> [SUPPLIED INFORMATION]:
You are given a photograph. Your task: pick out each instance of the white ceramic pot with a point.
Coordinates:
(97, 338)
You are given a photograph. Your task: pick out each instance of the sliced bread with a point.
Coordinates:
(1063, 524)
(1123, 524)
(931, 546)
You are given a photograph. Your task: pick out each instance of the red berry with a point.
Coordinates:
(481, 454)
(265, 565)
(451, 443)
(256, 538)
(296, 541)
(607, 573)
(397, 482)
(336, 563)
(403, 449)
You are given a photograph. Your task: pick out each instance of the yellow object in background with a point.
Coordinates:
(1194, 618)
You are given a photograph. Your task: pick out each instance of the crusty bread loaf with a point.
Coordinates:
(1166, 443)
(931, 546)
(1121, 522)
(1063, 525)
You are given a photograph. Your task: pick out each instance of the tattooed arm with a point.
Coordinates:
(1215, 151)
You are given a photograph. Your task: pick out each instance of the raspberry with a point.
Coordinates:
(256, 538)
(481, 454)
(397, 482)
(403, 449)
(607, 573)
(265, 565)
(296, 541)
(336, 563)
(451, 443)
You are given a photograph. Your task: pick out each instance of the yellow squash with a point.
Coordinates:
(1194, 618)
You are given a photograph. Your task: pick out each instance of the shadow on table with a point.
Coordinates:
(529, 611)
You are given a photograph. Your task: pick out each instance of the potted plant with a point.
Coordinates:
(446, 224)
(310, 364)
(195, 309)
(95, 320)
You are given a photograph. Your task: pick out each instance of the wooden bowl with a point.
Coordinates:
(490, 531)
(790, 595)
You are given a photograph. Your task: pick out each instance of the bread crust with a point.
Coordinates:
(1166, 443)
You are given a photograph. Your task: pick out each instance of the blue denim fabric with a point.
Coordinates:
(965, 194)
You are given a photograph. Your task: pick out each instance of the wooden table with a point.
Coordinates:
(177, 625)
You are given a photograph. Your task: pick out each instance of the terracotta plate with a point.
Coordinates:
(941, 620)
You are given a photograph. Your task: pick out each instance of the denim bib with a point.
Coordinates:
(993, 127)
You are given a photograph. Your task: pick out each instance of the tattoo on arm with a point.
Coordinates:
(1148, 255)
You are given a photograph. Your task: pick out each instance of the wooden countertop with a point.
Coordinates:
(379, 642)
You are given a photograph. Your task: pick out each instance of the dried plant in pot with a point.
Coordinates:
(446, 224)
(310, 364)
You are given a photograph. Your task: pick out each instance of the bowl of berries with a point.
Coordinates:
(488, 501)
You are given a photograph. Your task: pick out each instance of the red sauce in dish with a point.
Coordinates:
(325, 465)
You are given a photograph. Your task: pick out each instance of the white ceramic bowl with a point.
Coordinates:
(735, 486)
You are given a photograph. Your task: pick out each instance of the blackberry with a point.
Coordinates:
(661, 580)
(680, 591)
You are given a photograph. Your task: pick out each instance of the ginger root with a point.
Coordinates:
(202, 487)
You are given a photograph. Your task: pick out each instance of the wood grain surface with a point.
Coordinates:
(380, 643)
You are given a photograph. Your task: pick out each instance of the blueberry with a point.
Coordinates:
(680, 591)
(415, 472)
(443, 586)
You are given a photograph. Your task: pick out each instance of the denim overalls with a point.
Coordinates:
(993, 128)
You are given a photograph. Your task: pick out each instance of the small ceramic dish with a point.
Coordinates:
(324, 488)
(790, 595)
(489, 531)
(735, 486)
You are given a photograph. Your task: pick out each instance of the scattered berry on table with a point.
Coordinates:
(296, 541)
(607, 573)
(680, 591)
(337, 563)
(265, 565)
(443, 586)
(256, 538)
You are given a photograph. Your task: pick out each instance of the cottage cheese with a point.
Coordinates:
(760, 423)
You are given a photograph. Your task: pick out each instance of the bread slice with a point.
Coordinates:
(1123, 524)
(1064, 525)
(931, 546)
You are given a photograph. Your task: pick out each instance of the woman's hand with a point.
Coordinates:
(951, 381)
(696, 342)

> [GIVEN TASK]:
Repeat every line of the material exactly as given.

> [TASK RESPONSE]:
You are given a photograph. Your task: pick out each instance of the white ceramic pot with a point.
Coordinates:
(97, 338)
You are given a photograph. Your task: pick out each instance of the sliced bread with a point.
Coordinates:
(1063, 524)
(1123, 524)
(931, 546)
You are given a photograph. Your task: pick out each instance of the red berry with a point.
Coordinates:
(481, 454)
(265, 565)
(451, 443)
(256, 538)
(296, 541)
(607, 573)
(397, 482)
(336, 563)
(403, 449)
You are given a photograph. Your task: pick out each instance of the yellow object in background with a point.
Coordinates:
(1194, 618)
You are given a photograph. Your task: pick out each instance of the crusty bread loaf with a point.
Coordinates:
(1166, 443)
(931, 546)
(1121, 522)
(1063, 525)
You are given a photograph. Your task: pick out each instance of the tattooed arm with a point.
Coordinates:
(1215, 151)
You are given a photograph. Your task: pick out each instance of the raspberry with a point.
Coordinates:
(256, 538)
(481, 454)
(397, 482)
(403, 449)
(607, 573)
(265, 565)
(296, 541)
(336, 563)
(451, 443)
You are given a photograph. Your task: pick out each instance of the yellow squash with a point.
Coordinates:
(1194, 618)
You are given a photograph. Your task: pick out each instance of the shadow on table with a point.
Coordinates:
(529, 611)
You are given a photograph. Your task: pick out each instance of the potted plant with a point.
Coordinates:
(446, 224)
(310, 364)
(195, 309)
(95, 320)
You are given a photograph. Your task: pick out each instance of the wooden bowl with a point.
Coordinates:
(490, 531)
(790, 595)
You are given a photograph. Your task: pick out each instance of the bread crust with a point.
Coordinates:
(1166, 443)
You are given a photograph. Your task: pick out each instance of the blue denim fabric with a point.
Coordinates:
(965, 194)
You are given a photograph. Your task: pick out each instance of the wooden table with a point.
Coordinates:
(177, 625)
You are given a photograph. Your task: pick out each instance of the terracotta plate with a point.
Coordinates:
(941, 620)
You are given a photograph. Your task: pick out each instance of the denim bib with a point.
Coordinates:
(993, 127)
You are given a photograph. Your task: pick out each instance of the tattoo on arm with a point.
Coordinates:
(1148, 255)
You are given a photograph. Your task: pick out each instance of the wooden countertop with a point.
Coordinates:
(379, 642)
You are given a photograph. Your task: pick out each instance of the dried plant in pot with a point.
Coordinates:
(446, 224)
(310, 364)
You are given a photograph. Your task: pick out each instance of the bowl of berries with a point.
Coordinates:
(488, 501)
You are given a photograph. Your task: pick out each instance of the red sauce in dish with a point.
Coordinates:
(325, 465)
You are given a photograph. Your task: pick out each instance of the white ceramic bowl with a point.
Coordinates:
(735, 486)
You are given a photograph. Your task: pick out each instance of the blackberry with a point.
Coordinates:
(661, 580)
(680, 591)
You are given a photograph. Your task: pick out each instance of the ginger root with a point.
Coordinates:
(202, 487)
You are given a photograph. Your task: pick out each instance of the wood grain surface with a point.
Coordinates:
(380, 643)
You are given a photograph. Your task: pick out each instance of the blueberry with a point.
Coordinates:
(680, 591)
(415, 472)
(443, 586)
You are given a photograph. Your task: pick out each instance of the denim overalls with a point.
Coordinates:
(993, 128)
You are given a photograph. Your task: pick out each instance of the small ceramic dish with a point.
Coordinates:
(324, 488)
(790, 595)
(489, 531)
(735, 486)
You are given a photograph. Your task: pick out each instance of the scattered berry on table with a point.
Coordinates:
(296, 541)
(607, 573)
(680, 591)
(337, 563)
(265, 565)
(443, 586)
(256, 538)
You are given a photograph. Your task: pick out each instance of the cottage cheese with a point.
Coordinates:
(760, 423)
You are given a photograph. Your task: pick out each instance of the bread slice with a point.
Coordinates:
(1123, 524)
(1064, 525)
(931, 546)
You are given a photograph. Your task: pick out each instance of the woman's hand with a point.
Coordinates:
(951, 381)
(696, 342)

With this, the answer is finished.